* _Extracted text_:
◇ ◇ ◇ ◇ ◇ ◇ ◇

We assess our liquidity in terms of our ability to generate cash to fund our
operating, investing and financing activities. In doing so, we review and
analyze our current cash on hand, the number of days our sales are outstanding,
inventory turns, capital expenditure commitments and accounts payable turns. Our
cash requirements primarily consist of funding of working capital and funding of
capital expenditures.

Cash flow from operations, cash and cash equivalents, and other sources of
liquidity such as bank credit facilities and issuing equity or debt securities,
are expected to be available and sufficient to meet foreseeable cash
requirements. During the first quarter of 2019, we entered into a 5-year $100.0
million senior secured term loan facility (the "Term Facility") and a 5-year
$100.0 million senior secured revolving credit facility (the "Revolving
Facility" and, together with the Term Facility, the "Senior Credit Facility"),
which replaced the Company's prior $150.0 million 5-year revolving, unsecured
credit facility (the "Prior Credit Agreement"), which was terminated in
connection with entry into the Senior Credit Facility. Borrowings under the
Senior Credit Facility were used to refinance existing indebtedness of $25,000
outstanding under the Prior Credit Agreement and will be used to support working
capital and for general corporate purposes. For additional information on the
Senior Credit Facility and the Prior Credit Agreement, see Note 7.

◇ ◇ ◇ ◇ ◇ ◇ ◇

* _Material_:
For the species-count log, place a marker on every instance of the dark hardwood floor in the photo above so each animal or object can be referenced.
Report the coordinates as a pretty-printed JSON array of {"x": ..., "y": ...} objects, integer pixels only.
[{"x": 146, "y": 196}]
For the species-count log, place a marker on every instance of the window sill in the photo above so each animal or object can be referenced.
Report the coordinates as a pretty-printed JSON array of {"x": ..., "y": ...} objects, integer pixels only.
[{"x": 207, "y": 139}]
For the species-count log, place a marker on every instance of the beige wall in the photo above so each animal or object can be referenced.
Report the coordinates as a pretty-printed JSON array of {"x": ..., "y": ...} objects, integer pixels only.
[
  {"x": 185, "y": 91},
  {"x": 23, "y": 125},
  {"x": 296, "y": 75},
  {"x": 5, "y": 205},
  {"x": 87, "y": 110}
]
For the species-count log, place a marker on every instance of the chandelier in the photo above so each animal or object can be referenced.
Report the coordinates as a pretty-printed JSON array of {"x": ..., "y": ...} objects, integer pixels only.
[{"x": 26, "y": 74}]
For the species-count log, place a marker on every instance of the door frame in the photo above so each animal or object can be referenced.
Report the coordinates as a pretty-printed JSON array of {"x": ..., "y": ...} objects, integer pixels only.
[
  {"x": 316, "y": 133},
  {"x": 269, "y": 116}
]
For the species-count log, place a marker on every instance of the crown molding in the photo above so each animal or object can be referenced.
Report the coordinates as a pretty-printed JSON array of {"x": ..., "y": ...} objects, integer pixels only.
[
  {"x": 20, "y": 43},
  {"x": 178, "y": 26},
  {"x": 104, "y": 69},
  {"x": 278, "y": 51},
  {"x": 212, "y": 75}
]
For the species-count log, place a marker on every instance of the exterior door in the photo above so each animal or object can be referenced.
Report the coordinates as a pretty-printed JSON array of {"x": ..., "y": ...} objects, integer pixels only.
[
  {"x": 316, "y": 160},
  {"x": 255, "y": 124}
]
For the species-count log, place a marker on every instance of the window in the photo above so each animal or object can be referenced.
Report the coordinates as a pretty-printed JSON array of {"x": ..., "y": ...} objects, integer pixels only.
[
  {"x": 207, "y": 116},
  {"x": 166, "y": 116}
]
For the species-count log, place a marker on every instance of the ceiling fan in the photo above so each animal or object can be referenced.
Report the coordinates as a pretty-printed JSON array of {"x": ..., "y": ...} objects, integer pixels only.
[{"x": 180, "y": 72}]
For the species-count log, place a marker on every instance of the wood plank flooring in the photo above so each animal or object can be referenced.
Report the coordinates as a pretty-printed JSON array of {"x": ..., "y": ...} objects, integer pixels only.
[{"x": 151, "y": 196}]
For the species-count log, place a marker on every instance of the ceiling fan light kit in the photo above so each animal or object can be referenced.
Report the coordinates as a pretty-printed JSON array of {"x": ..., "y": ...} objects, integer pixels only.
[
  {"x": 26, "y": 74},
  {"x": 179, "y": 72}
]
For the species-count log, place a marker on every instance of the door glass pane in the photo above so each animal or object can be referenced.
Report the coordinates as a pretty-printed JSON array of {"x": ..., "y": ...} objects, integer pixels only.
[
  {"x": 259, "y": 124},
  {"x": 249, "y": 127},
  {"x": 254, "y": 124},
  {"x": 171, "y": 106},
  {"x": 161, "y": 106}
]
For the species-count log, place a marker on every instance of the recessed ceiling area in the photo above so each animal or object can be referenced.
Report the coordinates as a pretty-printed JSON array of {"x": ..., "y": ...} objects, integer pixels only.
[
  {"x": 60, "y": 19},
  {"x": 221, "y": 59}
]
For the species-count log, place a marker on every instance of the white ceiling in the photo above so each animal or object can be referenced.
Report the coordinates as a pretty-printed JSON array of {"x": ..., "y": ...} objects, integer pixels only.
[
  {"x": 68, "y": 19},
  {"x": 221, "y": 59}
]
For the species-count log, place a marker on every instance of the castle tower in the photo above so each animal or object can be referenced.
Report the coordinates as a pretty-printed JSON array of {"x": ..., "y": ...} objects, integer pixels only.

◇ ◇ ◇ ◇ ◇ ◇ ◇

* _Exercise set_:
A – Answer these from the liquidity text:
(i) What do the cash requirements primarily consist of?
(ii) What are the term and amount of the Revolving Facility?
(iii) What was the amount of the facility that the Senior Credit Facility replaced?
B – Output the liquidity text from "We assess our" to "capital expenditures." without changes.

* _Solved problems_:
A –
(i) Funding of working capital and funding of capital expenditures.
(ii) 5 years, $100.0 million.
(iii) $150.0 million.

B –
We assess our liquidity in terms of our ability to generate cash to fund our
operating, investing and financing activities. In doing so, we review and
analyze our current cash on hand, the number of days our sales are outstanding,
inventory turns, capital expenditure commitments and accounts payable turns. Our
cash requirements primarily consist of funding of working capital and funding of
capital expenditures.